» Instructions
a - In the watchdog mailing-list reply, what does Guenter Roeck say the watchdog subsystem is intended to detect?
b - Write a continuation of the watchdog mailing-list reply, picking up right after its last sentence.

» Given passage

+ + + + + + +

Re: [PATCH 2/2] watchdog: Add a mechanism to detect stalls on guest vCPUs

From: Guenter Roeck
Date: Wed Apr 06 2022 - 14:12:56 EST

On 4/6/22 09:31, Sebastian Ene wrote:
On Tue, Apr 05, 2022 at 02:15:51PM -0700, Guenter Roeck wrote:

Hello Guenter,

On Tue, Apr 05, 2022 at 02:19:55PM +0000, Sebastian Ene wrote:
This patch adds support for a virtual watchdog which relies on the
per-cpu hrtimers to pet at regular intervals.

The watchdog subsystem is not intended to detect soft and hard lockups.
It is intended to detect userspace issues. A watchdog driver requires
a userspace compinent which needs to ping the watchdog on a regular basis
to prevent timeouts (and watchdog drivers are supposed to use the
watchdog kernel API).

Thanks for getting back ! I wanted to create a mechanism to detect
stalls on vCPUs and I am not sure if the current watchdog subsystem has a way
to create per-CPU binded watchdogs (in the same way as Power PC has
The per-CPU watchdog is needed to account for time that the guest is not
running(either scheduled out or waiting for an event) to prevent spurious
reset events caused by the watchdog.

What you have here is a CPU stall detection mechanism, similar to the
existing soft/hard lockup detection mechanism. This code does not
belong into the watchdog subsystem; it is similar to the existing
hard/softlockup detection code (kernel/watchdog.c) and should reside
at the same location.

+ + + + + + +

» Record excerpts
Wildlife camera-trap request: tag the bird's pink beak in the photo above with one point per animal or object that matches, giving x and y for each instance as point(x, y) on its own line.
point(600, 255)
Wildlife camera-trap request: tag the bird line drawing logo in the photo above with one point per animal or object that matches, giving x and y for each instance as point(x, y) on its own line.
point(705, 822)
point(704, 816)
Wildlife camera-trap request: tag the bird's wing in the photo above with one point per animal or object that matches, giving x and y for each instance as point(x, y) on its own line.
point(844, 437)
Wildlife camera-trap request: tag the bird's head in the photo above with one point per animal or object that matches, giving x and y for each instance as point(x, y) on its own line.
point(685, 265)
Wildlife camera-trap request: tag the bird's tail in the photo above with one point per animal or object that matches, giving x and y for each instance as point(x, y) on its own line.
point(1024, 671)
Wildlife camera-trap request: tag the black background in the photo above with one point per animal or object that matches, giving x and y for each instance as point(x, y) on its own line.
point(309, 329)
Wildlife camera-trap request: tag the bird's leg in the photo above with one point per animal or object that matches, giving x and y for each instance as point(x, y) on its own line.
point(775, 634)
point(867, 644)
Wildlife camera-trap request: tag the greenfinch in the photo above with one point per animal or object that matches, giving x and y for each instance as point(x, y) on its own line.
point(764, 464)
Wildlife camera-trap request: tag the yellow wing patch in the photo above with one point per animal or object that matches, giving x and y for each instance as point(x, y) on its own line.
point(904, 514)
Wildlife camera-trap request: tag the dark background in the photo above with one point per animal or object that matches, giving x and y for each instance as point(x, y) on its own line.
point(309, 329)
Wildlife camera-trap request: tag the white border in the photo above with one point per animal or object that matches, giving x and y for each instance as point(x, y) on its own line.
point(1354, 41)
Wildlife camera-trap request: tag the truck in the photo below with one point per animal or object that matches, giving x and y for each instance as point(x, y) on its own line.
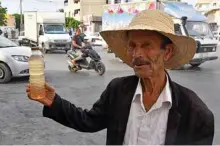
point(46, 30)
point(187, 22)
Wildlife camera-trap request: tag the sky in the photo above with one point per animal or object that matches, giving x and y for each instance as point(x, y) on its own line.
point(42, 5)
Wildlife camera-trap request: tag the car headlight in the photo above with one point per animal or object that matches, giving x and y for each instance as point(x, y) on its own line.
point(21, 58)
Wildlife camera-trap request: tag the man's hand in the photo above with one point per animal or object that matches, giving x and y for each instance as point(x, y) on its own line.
point(50, 94)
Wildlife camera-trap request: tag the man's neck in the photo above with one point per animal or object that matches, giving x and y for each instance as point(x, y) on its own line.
point(152, 88)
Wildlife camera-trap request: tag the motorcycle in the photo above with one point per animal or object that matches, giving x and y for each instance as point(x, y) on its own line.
point(82, 63)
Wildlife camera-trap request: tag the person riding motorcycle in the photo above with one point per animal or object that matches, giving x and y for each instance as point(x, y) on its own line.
point(79, 50)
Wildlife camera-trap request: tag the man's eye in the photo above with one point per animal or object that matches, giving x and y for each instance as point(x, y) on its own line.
point(145, 45)
point(131, 47)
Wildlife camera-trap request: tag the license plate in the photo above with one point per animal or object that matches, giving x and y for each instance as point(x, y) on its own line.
point(204, 55)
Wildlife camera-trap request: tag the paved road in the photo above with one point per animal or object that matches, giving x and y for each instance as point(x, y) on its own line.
point(21, 120)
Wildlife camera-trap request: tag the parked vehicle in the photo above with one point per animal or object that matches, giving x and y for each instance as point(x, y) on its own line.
point(21, 37)
point(94, 63)
point(47, 30)
point(187, 22)
point(13, 60)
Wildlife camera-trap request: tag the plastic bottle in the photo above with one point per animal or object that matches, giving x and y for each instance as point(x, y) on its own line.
point(37, 78)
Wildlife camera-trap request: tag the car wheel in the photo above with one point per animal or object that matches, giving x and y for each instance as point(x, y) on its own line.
point(5, 73)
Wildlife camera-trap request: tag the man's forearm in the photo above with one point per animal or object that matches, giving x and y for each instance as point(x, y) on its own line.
point(67, 114)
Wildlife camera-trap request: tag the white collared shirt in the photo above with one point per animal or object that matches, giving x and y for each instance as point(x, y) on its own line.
point(148, 128)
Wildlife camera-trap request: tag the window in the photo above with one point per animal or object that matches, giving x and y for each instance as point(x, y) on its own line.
point(177, 29)
point(76, 12)
point(76, 1)
point(117, 1)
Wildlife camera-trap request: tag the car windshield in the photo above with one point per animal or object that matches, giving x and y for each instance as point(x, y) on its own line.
point(54, 29)
point(198, 29)
point(4, 42)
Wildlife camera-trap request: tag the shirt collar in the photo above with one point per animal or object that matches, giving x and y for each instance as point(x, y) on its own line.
point(165, 96)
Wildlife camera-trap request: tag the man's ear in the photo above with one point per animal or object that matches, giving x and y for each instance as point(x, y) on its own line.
point(169, 50)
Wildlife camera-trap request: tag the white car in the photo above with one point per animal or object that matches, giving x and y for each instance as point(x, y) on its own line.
point(13, 60)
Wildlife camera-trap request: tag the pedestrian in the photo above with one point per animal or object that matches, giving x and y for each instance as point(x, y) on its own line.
point(147, 108)
point(77, 41)
point(1, 32)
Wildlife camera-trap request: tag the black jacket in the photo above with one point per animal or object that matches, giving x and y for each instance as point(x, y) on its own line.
point(190, 122)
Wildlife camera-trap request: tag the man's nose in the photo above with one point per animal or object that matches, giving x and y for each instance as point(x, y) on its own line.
point(137, 52)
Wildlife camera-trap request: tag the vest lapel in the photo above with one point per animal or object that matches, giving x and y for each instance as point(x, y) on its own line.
point(124, 106)
point(173, 117)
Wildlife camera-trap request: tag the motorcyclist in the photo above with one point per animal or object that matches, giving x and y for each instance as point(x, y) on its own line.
point(77, 46)
point(77, 41)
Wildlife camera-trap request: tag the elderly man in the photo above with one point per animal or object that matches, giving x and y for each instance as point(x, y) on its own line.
point(147, 108)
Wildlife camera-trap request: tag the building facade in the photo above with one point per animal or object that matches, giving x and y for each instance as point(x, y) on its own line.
point(203, 5)
point(88, 12)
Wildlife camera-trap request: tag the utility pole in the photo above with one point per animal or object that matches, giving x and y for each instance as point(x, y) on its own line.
point(21, 18)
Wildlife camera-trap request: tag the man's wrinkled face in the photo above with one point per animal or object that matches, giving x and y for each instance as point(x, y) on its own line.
point(148, 58)
point(78, 32)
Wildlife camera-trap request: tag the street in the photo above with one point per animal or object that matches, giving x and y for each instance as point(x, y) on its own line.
point(21, 120)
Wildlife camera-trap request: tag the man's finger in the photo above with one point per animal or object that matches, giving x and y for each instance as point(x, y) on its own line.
point(27, 89)
point(29, 95)
point(28, 86)
point(49, 88)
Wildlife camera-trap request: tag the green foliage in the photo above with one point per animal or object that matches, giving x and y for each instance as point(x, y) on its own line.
point(61, 10)
point(3, 19)
point(18, 20)
point(71, 22)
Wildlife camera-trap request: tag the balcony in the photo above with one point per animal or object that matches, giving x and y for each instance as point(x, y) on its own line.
point(76, 1)
point(65, 2)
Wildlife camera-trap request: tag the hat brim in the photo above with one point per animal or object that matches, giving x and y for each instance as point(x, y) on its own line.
point(185, 47)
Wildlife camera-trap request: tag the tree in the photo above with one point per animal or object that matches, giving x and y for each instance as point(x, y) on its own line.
point(3, 18)
point(71, 22)
point(18, 20)
point(61, 10)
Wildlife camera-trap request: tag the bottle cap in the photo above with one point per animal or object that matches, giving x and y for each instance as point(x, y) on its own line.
point(35, 48)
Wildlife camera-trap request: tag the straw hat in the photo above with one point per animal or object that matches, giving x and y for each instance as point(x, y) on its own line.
point(154, 20)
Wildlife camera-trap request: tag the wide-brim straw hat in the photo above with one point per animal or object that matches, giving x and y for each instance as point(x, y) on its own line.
point(153, 20)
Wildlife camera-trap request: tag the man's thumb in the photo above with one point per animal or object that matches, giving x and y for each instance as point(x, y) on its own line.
point(49, 88)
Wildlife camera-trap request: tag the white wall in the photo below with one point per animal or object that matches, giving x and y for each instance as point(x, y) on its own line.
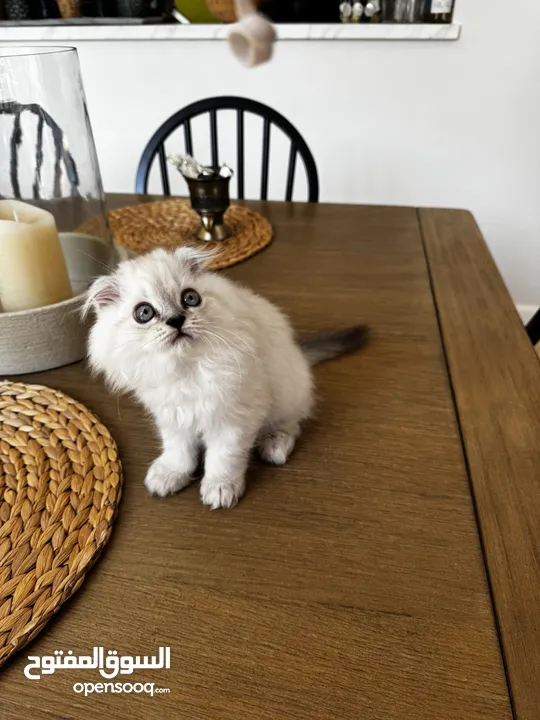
point(452, 124)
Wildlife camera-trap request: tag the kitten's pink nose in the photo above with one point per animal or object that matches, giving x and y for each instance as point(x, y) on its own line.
point(176, 322)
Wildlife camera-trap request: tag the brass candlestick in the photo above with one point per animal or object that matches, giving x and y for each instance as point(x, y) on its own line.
point(209, 196)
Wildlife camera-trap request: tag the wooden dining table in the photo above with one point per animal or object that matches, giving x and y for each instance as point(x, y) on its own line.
point(390, 570)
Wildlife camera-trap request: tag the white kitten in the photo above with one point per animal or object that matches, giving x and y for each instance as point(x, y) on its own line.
point(216, 365)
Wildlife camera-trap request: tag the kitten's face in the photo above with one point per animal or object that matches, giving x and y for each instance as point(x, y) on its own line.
point(158, 305)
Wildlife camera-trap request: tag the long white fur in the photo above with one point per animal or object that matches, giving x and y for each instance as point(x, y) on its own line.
point(239, 380)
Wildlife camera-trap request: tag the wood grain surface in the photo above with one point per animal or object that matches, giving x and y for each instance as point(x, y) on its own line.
point(347, 585)
point(495, 375)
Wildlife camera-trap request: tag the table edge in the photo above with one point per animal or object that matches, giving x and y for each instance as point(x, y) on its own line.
point(505, 490)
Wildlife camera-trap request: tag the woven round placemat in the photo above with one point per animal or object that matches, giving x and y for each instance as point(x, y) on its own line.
point(169, 223)
point(60, 485)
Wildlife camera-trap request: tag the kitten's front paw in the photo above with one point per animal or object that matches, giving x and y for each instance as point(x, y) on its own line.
point(163, 480)
point(275, 447)
point(221, 493)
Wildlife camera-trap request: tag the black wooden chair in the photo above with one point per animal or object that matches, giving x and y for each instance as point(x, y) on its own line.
point(212, 106)
point(63, 160)
point(533, 328)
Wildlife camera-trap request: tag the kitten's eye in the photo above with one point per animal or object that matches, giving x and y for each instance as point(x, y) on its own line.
point(190, 298)
point(143, 313)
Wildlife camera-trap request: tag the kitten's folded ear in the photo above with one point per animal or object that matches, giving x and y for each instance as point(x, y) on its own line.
point(102, 292)
point(195, 260)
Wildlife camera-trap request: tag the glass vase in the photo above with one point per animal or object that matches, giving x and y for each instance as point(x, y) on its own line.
point(45, 135)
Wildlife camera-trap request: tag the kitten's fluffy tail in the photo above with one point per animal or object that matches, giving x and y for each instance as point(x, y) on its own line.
point(327, 345)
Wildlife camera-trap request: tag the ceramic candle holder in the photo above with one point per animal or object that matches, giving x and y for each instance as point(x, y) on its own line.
point(51, 336)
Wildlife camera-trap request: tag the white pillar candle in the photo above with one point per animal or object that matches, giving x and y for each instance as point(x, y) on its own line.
point(32, 267)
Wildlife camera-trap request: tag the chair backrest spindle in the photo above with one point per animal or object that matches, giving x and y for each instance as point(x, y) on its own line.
point(240, 152)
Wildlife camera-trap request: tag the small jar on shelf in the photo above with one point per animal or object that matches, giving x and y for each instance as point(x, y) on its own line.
point(363, 11)
point(404, 11)
point(439, 11)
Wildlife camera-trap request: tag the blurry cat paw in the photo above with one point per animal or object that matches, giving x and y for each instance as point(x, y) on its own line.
point(221, 493)
point(162, 480)
point(275, 447)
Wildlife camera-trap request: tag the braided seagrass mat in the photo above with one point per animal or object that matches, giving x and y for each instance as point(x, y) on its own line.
point(60, 485)
point(170, 223)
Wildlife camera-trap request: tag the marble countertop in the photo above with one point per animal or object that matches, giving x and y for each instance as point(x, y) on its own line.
point(79, 32)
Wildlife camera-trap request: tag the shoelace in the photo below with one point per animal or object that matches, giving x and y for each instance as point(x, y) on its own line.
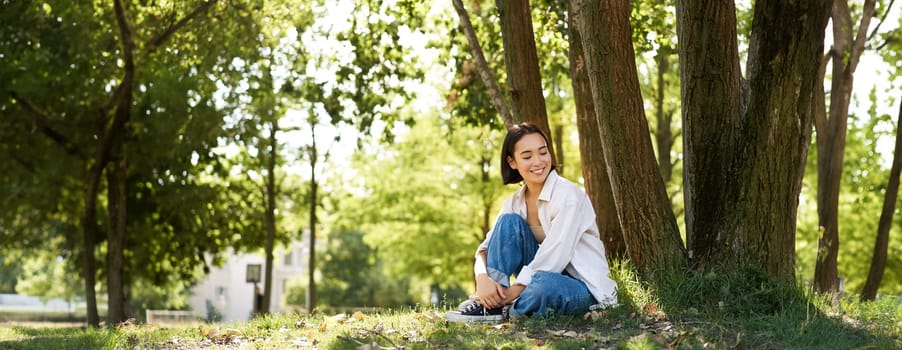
point(473, 307)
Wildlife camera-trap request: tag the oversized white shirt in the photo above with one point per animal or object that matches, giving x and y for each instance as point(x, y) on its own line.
point(571, 242)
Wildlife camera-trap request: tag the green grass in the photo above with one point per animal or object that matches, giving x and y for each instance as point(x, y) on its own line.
point(694, 311)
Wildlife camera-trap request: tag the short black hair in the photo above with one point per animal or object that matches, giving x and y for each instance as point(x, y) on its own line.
point(514, 134)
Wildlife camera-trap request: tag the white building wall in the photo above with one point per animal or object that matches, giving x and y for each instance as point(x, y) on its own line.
point(233, 297)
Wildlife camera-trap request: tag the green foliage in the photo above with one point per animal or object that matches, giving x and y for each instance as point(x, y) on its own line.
point(48, 276)
point(428, 195)
point(812, 324)
point(9, 270)
point(866, 172)
point(353, 275)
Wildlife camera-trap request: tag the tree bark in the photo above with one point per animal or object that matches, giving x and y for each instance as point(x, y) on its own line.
point(482, 66)
point(594, 168)
point(522, 64)
point(116, 207)
point(645, 213)
point(90, 233)
point(710, 90)
point(831, 141)
point(270, 215)
point(881, 244)
point(663, 134)
point(115, 136)
point(311, 282)
point(784, 52)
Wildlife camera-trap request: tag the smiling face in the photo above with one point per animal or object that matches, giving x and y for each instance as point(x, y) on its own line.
point(531, 159)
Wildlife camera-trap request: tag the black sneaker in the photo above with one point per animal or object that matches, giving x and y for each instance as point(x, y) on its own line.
point(471, 311)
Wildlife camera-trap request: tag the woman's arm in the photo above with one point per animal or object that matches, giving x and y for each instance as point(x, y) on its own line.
point(489, 293)
point(561, 236)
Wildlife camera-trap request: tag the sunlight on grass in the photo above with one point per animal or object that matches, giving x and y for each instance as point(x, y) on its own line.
point(698, 310)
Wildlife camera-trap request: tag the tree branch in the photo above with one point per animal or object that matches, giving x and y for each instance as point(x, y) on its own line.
point(39, 120)
point(860, 39)
point(161, 39)
point(882, 19)
point(482, 65)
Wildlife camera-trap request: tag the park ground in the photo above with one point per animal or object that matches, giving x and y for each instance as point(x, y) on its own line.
point(850, 325)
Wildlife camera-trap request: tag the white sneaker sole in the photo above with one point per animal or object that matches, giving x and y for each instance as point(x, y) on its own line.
point(455, 316)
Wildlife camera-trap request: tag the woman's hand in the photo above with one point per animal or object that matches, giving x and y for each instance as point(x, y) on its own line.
point(489, 293)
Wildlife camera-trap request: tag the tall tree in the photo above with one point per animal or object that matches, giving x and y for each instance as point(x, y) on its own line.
point(881, 243)
point(649, 226)
point(831, 135)
point(521, 61)
point(89, 115)
point(594, 167)
point(745, 142)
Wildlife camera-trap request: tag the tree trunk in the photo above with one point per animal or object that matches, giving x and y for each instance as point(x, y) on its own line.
point(482, 66)
point(89, 229)
point(270, 216)
point(594, 168)
point(311, 282)
point(881, 244)
point(114, 147)
point(116, 207)
point(831, 140)
point(664, 134)
point(646, 217)
point(710, 77)
point(522, 64)
point(775, 131)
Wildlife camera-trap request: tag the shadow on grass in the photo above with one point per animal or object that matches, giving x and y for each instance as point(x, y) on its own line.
point(56, 339)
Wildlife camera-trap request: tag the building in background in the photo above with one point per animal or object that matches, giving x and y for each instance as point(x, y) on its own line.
point(226, 295)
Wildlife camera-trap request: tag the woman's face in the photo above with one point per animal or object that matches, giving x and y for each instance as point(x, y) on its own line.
point(531, 158)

+ + + + + + +

» Solved tasks
a - Userspace issues.

b -
I agree that this doesn't belong to the watchdog subsytem but the current
stall detection mechanism calls through MMIO into a virtual device
'qemu,virt-watchdog'. Calling a device from (kernel/watchdog.c) isn't
something that we should avoid ?

You are introducing qemu,virt-watchdog, so it seems to me that any argument
along that line doesn't really apply.

I think it is more a matter for core kernel developers to discuss and
decide how this functionality is best instantiated. It doesn't _have_
to be a device, after all, just like the current lockup detection
code is not a device. Either case, I am not really the right person
to discuss this since it is a matter of core kernel code which I am
not sufficiently familiar with. All I can say is that watchdog drivers
in the watchdog subsystem have a different scope.


Having said that, I could imagine a watchdog driver to be used in VMs,
but that would be similar to existing watchdog drivers. The easiest way
to get there would probably be to just instantiate one of the watchdog
devices already supported by qemu.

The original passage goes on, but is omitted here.